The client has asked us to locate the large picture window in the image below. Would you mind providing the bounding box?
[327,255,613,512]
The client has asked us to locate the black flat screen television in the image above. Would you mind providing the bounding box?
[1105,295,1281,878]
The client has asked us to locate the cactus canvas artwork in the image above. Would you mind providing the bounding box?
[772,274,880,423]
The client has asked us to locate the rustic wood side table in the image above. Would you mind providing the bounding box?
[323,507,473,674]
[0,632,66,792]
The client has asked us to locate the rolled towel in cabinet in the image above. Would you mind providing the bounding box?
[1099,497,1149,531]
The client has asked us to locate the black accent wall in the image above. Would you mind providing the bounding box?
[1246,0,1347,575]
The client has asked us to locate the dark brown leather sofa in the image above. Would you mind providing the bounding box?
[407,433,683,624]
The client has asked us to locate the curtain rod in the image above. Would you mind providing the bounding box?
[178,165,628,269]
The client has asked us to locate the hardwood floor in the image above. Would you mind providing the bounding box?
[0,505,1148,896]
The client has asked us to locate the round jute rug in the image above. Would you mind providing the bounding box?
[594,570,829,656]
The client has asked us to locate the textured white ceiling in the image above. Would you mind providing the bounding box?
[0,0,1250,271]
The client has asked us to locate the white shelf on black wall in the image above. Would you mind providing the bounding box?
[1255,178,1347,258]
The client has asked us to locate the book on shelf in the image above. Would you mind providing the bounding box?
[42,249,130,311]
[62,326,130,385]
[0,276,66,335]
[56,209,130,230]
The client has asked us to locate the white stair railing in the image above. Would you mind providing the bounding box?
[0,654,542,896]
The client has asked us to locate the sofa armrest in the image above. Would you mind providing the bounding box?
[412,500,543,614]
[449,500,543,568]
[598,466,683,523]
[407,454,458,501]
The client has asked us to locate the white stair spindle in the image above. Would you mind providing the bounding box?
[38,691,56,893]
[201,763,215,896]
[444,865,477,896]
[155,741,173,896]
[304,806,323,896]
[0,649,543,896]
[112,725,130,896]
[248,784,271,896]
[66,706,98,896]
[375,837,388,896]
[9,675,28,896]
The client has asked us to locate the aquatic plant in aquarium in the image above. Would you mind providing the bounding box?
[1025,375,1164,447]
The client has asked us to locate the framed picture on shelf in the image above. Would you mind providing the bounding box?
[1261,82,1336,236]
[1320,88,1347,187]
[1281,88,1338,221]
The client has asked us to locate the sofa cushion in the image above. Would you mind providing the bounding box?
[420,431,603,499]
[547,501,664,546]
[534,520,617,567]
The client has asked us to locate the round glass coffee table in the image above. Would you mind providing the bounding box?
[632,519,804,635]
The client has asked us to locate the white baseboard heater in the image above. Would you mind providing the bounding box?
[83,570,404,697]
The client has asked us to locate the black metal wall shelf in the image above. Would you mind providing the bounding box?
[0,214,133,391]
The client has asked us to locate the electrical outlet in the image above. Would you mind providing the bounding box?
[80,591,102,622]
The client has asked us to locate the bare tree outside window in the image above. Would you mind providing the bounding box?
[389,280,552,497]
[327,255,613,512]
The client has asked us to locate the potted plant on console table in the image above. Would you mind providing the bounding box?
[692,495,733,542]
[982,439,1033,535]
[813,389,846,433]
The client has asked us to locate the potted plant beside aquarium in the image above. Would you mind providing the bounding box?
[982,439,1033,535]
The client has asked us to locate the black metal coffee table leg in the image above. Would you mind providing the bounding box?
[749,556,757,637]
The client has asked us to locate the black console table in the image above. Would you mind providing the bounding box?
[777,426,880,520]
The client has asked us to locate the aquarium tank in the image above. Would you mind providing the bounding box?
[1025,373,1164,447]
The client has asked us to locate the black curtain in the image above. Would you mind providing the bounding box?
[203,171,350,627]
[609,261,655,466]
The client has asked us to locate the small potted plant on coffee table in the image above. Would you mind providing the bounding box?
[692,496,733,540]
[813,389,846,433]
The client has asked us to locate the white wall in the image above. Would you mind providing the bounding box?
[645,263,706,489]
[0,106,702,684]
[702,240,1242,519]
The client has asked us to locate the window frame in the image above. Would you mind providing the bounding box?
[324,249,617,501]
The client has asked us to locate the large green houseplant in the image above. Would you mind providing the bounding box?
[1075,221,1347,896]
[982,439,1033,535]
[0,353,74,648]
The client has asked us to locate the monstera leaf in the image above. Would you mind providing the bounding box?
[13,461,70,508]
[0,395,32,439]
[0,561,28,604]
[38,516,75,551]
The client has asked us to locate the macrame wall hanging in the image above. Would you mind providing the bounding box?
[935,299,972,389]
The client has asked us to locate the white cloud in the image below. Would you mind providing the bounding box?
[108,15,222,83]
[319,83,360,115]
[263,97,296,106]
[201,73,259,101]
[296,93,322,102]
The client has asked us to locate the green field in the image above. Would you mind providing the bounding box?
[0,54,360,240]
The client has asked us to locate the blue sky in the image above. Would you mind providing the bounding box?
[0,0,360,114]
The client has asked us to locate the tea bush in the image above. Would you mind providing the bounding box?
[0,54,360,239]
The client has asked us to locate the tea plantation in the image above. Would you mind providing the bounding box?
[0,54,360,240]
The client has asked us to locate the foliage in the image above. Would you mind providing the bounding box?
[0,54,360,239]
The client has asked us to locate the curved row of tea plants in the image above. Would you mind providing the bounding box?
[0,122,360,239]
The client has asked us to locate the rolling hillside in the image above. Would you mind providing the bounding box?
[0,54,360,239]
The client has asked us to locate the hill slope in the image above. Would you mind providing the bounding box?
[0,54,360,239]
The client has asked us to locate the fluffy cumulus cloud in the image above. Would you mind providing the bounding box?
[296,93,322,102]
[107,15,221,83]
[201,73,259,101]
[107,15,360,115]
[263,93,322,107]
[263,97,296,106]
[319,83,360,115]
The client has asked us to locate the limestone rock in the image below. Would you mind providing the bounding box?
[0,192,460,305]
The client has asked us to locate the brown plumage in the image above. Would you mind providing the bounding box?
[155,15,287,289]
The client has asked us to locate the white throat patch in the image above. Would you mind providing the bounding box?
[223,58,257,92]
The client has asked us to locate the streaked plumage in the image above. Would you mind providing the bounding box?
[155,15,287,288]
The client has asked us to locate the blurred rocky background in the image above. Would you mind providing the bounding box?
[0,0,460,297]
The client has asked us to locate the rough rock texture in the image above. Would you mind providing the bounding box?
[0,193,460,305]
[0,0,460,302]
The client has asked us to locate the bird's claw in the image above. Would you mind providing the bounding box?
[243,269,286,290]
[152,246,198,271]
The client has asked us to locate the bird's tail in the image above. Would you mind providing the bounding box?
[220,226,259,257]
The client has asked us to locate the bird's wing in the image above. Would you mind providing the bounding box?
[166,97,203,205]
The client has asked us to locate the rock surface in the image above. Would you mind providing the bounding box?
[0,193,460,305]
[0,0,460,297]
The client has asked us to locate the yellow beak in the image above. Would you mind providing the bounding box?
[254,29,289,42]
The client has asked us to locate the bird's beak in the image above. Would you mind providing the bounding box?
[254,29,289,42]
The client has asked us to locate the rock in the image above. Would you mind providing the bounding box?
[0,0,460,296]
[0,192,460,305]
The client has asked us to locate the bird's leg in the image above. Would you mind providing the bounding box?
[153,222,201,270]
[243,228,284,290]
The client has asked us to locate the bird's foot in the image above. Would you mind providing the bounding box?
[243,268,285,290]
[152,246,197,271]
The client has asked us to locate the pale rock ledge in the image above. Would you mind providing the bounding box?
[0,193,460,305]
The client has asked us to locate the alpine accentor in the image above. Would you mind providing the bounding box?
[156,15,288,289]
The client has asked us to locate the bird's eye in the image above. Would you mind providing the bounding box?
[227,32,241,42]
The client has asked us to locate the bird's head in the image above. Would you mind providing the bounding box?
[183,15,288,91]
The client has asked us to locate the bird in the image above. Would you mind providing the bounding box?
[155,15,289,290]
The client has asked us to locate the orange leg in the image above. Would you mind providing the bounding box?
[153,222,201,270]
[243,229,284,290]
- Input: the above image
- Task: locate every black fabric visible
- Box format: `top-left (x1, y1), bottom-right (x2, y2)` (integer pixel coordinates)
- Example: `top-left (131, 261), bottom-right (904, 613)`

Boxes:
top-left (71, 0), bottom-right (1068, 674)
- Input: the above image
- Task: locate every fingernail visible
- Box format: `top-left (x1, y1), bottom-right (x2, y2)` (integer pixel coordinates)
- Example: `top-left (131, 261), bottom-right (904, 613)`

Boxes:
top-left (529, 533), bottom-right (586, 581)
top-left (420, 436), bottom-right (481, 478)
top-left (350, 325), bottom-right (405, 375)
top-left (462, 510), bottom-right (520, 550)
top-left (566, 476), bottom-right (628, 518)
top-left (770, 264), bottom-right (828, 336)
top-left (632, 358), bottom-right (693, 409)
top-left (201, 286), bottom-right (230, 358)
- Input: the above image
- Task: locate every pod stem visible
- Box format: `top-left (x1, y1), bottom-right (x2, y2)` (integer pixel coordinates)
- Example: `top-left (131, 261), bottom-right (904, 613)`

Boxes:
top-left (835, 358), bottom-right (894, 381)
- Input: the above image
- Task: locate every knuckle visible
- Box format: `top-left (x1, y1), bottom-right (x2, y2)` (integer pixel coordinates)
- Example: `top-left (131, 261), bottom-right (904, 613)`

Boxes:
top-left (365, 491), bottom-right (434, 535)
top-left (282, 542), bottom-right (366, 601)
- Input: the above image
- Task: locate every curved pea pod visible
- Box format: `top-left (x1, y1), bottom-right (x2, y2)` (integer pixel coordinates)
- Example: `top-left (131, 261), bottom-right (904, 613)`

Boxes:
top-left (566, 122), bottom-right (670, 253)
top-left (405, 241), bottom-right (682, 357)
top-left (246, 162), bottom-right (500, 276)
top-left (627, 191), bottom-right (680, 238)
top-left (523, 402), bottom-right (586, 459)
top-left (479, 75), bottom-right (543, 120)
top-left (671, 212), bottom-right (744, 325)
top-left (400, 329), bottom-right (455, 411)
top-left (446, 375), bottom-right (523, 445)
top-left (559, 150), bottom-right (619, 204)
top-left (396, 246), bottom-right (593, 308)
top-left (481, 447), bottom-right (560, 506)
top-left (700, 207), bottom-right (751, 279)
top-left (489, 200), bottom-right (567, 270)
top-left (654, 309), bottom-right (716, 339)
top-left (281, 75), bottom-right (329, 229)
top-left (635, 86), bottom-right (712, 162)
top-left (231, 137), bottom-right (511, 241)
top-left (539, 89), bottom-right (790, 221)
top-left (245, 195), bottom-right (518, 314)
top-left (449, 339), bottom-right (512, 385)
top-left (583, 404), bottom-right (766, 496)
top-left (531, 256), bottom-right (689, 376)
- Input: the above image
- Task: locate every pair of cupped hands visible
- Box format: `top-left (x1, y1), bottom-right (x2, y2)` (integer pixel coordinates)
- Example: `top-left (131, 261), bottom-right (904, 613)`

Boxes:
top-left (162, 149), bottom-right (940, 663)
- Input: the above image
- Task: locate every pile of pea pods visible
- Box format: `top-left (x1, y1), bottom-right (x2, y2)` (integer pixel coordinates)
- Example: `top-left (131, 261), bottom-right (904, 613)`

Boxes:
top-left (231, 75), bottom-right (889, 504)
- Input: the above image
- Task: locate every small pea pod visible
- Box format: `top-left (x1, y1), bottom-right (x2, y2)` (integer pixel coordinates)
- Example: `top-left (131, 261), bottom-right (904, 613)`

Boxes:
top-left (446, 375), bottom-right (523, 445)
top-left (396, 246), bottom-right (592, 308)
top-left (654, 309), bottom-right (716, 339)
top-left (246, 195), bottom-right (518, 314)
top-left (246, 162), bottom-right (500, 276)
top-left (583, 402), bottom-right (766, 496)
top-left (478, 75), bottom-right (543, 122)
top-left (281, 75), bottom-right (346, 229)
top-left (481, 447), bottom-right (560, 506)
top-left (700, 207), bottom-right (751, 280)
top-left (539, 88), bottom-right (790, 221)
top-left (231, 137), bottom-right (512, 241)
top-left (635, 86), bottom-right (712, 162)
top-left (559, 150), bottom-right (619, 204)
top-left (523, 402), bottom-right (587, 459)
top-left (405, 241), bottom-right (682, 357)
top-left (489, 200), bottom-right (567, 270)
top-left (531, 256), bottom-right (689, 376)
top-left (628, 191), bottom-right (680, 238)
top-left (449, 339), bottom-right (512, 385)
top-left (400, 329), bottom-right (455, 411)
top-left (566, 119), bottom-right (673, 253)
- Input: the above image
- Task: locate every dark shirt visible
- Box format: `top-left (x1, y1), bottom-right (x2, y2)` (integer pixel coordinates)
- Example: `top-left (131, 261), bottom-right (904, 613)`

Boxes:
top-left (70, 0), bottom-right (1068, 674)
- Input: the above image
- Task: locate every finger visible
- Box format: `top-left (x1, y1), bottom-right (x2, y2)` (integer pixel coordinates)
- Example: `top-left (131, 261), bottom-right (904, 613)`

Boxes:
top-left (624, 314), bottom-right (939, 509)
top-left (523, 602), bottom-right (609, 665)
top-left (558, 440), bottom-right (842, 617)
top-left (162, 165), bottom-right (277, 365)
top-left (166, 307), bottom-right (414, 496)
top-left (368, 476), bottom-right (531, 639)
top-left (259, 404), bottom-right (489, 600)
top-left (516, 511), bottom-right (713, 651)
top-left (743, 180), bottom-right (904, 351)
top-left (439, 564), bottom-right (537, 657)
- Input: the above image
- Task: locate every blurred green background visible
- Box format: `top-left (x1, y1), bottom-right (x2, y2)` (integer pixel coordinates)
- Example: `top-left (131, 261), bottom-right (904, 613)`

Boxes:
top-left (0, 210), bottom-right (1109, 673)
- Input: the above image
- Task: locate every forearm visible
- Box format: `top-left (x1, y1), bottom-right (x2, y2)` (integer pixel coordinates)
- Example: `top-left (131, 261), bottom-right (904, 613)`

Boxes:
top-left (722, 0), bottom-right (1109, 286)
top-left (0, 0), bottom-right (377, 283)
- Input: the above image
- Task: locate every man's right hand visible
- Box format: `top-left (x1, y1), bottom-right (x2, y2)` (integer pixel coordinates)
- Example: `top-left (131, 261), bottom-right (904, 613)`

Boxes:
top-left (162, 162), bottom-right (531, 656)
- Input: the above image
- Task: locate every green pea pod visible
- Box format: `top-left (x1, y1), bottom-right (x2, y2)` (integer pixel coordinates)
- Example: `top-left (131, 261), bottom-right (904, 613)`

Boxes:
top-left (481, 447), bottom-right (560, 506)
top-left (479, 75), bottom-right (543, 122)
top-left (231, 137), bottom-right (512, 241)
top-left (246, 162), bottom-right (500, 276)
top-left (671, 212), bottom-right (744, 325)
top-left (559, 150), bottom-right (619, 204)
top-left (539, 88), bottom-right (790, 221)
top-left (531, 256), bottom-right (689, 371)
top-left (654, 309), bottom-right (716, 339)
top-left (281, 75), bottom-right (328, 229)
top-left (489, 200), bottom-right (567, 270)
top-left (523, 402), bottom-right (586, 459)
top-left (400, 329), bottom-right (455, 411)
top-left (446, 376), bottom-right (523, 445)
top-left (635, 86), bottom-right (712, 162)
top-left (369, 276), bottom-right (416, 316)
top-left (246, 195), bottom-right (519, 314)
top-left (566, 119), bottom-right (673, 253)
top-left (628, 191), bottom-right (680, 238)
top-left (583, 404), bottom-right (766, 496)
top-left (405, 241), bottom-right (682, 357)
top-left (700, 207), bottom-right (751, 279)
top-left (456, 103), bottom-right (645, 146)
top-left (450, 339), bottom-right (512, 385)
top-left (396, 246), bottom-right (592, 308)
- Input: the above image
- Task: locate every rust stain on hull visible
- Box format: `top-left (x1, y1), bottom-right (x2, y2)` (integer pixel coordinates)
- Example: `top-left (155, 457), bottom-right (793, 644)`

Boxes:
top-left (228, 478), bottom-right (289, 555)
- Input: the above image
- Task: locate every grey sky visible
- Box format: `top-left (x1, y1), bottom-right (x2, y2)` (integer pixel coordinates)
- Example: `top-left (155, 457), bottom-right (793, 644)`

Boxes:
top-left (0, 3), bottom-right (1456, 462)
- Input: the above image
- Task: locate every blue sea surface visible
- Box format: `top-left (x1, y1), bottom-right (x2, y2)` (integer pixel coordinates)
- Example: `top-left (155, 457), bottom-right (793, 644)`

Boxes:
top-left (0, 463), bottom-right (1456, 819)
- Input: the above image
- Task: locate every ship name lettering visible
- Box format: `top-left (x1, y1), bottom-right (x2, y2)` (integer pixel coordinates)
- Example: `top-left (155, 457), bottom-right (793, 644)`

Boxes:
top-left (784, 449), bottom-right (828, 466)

· · ·

Problem requirements -
Pull out each line in the listing above that contains the word "sofa".

Answer to this task -
The client has asked us to locate the dark brown leather sofa in the image above. Would you mind providing the bounding box?
The client has asked us to locate the sofa armrest in the image above. Would you mind providing the bounding box?
The client has asked us to locate the sofa cushion in the image above. Would you mind providing the bounding box?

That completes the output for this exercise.